O fornecimento de água potável aos dois milhões de habitantes da capital de Uganda corre perigo por causa de uma combinação de mau planejamento urbano e mudanças no padrão das chuvas. O fornecimento a Kampala cabe à Corporação Nacional de Água e Saneamento e a vários mananciais naturais dispersos pela cidade. Essas duas fontes estão cada vez mais contaminadas. Kampala foi tomada de improviso pelas conseqüências da mudança climática, segundo o especialista Oweyegha Afyunaduula, ativista e professor do Departamento de Zoologia da Universidade de Makerere.
A magnitude das chuvas é imprescindível e isso obriga uma cidade mal planejada a lutar contra esses efeitos, explicou. “As colinas abrigam residências luxuosas. A água que eliminam não encontra terreno que a absorva naturalmente, devido ao excesso de chuvas, e segue para os vales”, explicou. A água excessiva causa grandes inundações nos vales, onde se concentra a população pobre, incapaz de pagar uma casa nas colinas. Os excrementos acabam na água de beber porque a maior parte do conteúdo da rede de esgoto flui pelo canal Nakiovubo, um grande curso a céu aberto que atravessa a cidade, rumo ao lago Vitória sem tratamento, explicou Afunaduula.
O pântano de Nakiovubo, que antes funcionava como filtro natural, se reduziu com rapidez devido ao excessivo acúmulo das próprias águas de esgoto. A situação de Kampala é complicada pelo fato de apenas 8% de seus habitantes terem ligação com a rede de esgoto operada pela Corporação Nacional de Água e Saneamento. O restante usa fossas. Inclusive algumas pessoas fazem suas necessidades em sacos plásticos que depois jogam no lixo ou nos canais de água.
Um informe da divisão de Kawempe, da prefeitura de Kampala, revelou que a maior parte da água da cidade também está contaminada. Todas as amostras coletadas das torneiras dos distritos de Bwaise II, Mulango II e Kyebando, em Kawempe, revelaram a presença de coliformes (bactérias procedentes de material fecal), disse David Semwanga, inspetor de saúde da divisão. Isso indica que a água está contaminada por excrementos de animal ou humanos que chegam ao sistema. Altos níveis de coliformes são causadores de cólera, diarréia e disenteria, disse Robert Odongo, inspetor ambiental do Ministério da Saúde de Uganda.
-------------------------
▸ **OBJETIVO DO EXERCÍCIO**
De acordo com o texto sobre a água de Kampala, por que os excrementos acabam na água de beber? Responda em uma ou duas frases.
-------------------------
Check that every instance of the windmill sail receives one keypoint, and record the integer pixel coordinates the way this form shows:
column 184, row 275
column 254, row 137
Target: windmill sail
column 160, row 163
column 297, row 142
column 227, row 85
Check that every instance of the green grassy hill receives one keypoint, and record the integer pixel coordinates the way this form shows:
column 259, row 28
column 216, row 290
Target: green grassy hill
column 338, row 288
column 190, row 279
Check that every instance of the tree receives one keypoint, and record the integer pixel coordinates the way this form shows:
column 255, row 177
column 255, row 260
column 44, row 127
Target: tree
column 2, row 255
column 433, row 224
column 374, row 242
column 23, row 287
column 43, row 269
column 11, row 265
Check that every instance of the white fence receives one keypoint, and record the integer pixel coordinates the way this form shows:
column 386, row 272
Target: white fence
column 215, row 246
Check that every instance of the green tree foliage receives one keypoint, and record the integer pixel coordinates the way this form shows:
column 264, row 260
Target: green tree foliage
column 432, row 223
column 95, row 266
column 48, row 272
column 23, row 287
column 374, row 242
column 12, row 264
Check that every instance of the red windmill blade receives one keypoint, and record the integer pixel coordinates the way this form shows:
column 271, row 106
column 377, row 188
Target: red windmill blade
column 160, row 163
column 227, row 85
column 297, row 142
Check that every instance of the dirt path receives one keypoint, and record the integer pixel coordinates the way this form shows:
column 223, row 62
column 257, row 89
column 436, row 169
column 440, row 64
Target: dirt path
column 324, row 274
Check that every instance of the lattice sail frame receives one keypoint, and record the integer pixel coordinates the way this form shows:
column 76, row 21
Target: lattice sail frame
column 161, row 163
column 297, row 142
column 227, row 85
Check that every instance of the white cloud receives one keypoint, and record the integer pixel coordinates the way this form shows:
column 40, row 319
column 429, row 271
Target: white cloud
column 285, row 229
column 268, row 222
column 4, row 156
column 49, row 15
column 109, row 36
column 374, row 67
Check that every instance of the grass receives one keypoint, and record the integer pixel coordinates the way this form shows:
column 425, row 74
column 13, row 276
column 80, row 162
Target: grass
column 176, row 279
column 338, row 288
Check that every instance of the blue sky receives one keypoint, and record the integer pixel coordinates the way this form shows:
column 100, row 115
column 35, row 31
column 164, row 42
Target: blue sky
-------------------------
▸ **RESULTADO DA TAREFA**
Porque a maior parte do conteúdo da rede de esgoto flui sem tratamento pelo canal Nakiovubo rumo ao lago Vitória. Esse canal é um grande curso a céu aberto que atravessa a cidade.